■ Tarea
Continúa el texto sobre los jóvenes migrantes desde su última frase.

Justin tiene más hermanos, pero no quiere hablar de ello y algo me hace pensar en una familia desestructurada que ha llevado a ambos hermanos a vivir cosas que no deberían haber vivido. Es curioso: hasta los ‘menas’ tienen alguien por debajo en la jerarquía. Ellos cuidan de gente que vive en peores condiciones que ellos. Y son sus hermanos y sus padres, en los países de origen. No dejan de sentirse unos privilegiados. Y ello les hace generar una responsabilidad que quizá, por edad, no les corresponde.
Les sucede a todos. Por ejemplo, Mamadou, que vive en un centro de acogida de protección internacional en Carabanchel (Madrid) y que, ya fuera de la sala, pasa por delante del busto de Argüelles y de Martínez de la Rosa y se mira como un niño en El Prado. Ya no es menor, pero también está solo. Lleva solo cinco meses aquí, pero ya habla con corrección y se siente agradecido.
Tanto él como otros compañeros subsaharianos llevan camisetas del Real Madrid y banderas de España en la ropa. Y entran al Salón de Pasos Perdidos como quien entra en el Bernabéu. Igual que Isaura, que tiene 21 años, es de Angola y es enfermera. Ya tiene papeles y está esperando que le convaliden la titulación para poder ejercer su profesión. Mira la estatua de Isabel II y me dice que quiere ser médico: «Quiero compatibilizar el trabajo en la cocina con la carrera. Porque si yo he venido aquí es para curar a los demás».

(Extractos del conjunto de datos)
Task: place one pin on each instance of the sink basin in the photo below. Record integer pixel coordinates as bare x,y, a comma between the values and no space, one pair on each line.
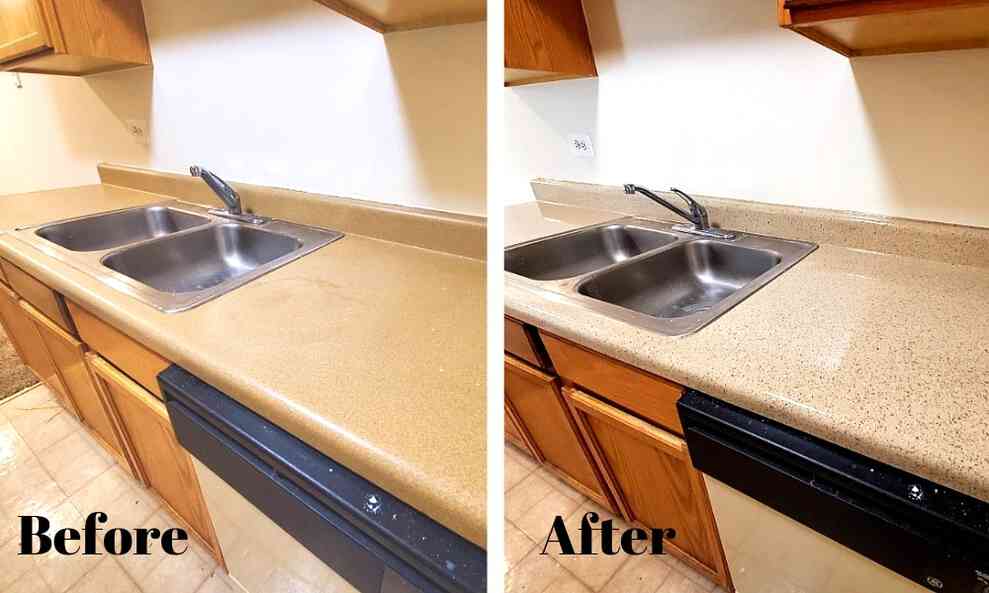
650,273
576,253
684,280
106,231
201,259
174,255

■ Respuesta
Entramos en el hemiciclo, donde les explican cómo funciona la actividad parlamentaria y ven los tiros de Tejero. Van perdiendo la timidez y hacen preguntas interesantes, alguno incluso toma nota del enlace para acceder a los diarios de sesiones. René, que es venezolano, está especialmente serio. Me cuenta que su padre fue asesinado por motivos políticos y está nervioso por las elecciones de este domingo en su país natal. «No creo que pueda volver nunca, pero, desde luego, si no gana la derecha, directamente será imposible». Se me hace un nudo en el estómago, no es fácil hablar de democracia y presumir de instituciones y de libertad delante de gente que ha tenido que emigrar porque su padre ha muerto defendiendo eso mismo.
Y, sin embargo, no veo caras tristes sino esperanzadas. Especialmente Gabriela, que es dominicana y que quiere trabajar en un restaurante, «pero en sala, que soy más de hablar con la gente que de cocinar». Por su desparpajo, no tengo duda de que lo logrará. Y me pregunta si ella podría algún día ser diputada cuando tenga la nacionalidad. Le digo que sí, siempre que la vote el suficiente número de personas. Gabriela se queda pensando y me mira: «Pero ¿quién va a querer votarme a mí?».
La Constitución
El diputado les explica que tienen derechos y que están recogidos en la Constitución. Lo mismo que sus deberes. Porque «la Constitución –explica– no solo regula los derechos de los que ganan, sino también de los que pierden. Los derechos de los perdedores son fundamentales en una democracia». La reflexión me parece interesante porque, desde luego, si hay perdedores son ellos. En cualquier caso, no hay rastro de paternalismo, condescendencia o discursos lacrimógenos sino un discurso serio, acogedor y en pie de igualdad que los chicos, ya en la tribuna de oradores, reciben con agradecimiento, mientras fingen dirigirse a la Cámara con un discurso.
Cuando salimos, me dan la mano y en algún caso dos besos, con esa naturalidad con la que te da su confianza quien no está acostumbrado a recibirla. Y se pierden por el patio de Floridablanca entre diputados, prensa y funcionarios, como cualquier otro día en el Congreso. Entre ellos Icham, que se irá a la cama como todos los días, pero hoy con un ejemplar de la Constitución. Es marroquí, es menor y está solo. Quizá, desde hoy, lo esté un poco menos.